→ **REQUIRED ACTIONS**
1: From the article about Julianne Moore and "Freeheld," return the passage from "Page and Sollett" to "decision to do so." word for word.
2: According to the article about Julianne Moore and "Freeheld," what did Laurel Hester struggle to pass to Stacie Andree after her diagnosis?
3: Decide whether each statement agrees with the article about Julianne Moore and "Freeheld." (a) Ellen Page was 28. (b) Moore was cast after she won her Oscar for "Still Alice." (c) The rights case at the center of the film took place in 2005.

Why Julianne Moore’s Age Helped Her Land Lead in Lesbian Drama ‘Freeheld’

“Not only was she the right age, she is one of the best actresses of her generation,” director Peter Sollett tells TheWrap of his Oscar-winning star

In a reversal from what many mid-career actresses experience, Julianne Moore landed the lead in the new movie “Freeheld” not despite her age but because of it.

Director Peter Sollett said he was looking for a middle-aged actress to play opposite Ellen Page, 28, in the fact-based film about a lesbian New Jersey couple, Laurel Hester and Stacie Andree, who were at the center of a landmark 2005 LGBT rights case.

And at 49, Moore was the perfect choice to play Hester, a police officer in Ocean City N.J., who received a terminal lung cancer diagnosis and then struggled to pass her pension benefits to Andree. “Julianne and Ellen are [almost] exactly the same age apart as Laurel and Stacie,” he told TheWrap. “Not only was she the right age, she is one of the best actresses of her generation.”

Page and Sollett set out to cast Moore in the role long before the actress won her Oscar for “Still Alice.” And Sollett never once regretted his decision to do so.

[Records from a dataset]
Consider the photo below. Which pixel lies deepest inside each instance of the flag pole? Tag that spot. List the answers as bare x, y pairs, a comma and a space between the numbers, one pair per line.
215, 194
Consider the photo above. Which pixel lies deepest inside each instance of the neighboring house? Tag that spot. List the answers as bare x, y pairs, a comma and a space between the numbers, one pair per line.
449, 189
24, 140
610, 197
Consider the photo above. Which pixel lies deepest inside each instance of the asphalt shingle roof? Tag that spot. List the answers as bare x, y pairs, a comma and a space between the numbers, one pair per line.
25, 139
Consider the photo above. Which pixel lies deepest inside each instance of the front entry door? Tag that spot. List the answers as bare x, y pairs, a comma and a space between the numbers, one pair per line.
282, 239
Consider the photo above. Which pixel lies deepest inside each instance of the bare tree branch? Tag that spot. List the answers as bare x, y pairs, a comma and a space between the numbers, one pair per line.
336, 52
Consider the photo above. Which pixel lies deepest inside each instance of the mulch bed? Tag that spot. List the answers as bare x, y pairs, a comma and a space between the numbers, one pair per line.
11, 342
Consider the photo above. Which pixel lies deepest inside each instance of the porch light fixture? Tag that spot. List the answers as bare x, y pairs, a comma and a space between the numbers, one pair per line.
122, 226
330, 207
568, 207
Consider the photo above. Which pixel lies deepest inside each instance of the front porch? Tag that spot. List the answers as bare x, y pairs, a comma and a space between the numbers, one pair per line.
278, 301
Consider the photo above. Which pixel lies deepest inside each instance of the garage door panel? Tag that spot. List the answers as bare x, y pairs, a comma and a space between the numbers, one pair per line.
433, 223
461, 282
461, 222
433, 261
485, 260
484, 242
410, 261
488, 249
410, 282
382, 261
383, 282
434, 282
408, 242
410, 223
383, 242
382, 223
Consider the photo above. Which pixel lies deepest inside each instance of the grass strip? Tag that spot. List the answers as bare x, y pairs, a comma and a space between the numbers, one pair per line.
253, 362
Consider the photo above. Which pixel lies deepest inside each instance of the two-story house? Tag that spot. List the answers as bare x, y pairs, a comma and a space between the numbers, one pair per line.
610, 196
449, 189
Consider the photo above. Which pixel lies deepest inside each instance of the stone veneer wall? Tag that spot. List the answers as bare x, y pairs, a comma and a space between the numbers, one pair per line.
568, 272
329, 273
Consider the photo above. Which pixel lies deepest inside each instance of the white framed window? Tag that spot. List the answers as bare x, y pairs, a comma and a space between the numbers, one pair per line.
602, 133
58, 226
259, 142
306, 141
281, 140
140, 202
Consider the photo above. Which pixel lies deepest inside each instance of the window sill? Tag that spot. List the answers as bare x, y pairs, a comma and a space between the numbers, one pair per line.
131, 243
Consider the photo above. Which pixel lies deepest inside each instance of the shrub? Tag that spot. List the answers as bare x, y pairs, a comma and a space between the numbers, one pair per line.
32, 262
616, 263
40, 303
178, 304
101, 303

→ **RESPONSES FOR EACH TASK**
1:
Page and Sollett set out to cast Moore in the role long before the actress won her Oscar for “Still Alice.” And Sollett never once regretted his decision to do so.

2: Her pension benefits.

3:
(a) Yes: "play opposite Ellen Page, 28"
(b) No: "set out to cast Moore in the role long before the actress won her Oscar for “Still Alice.”"
(c) Yes: "a landmark 2005 LGBT rights case"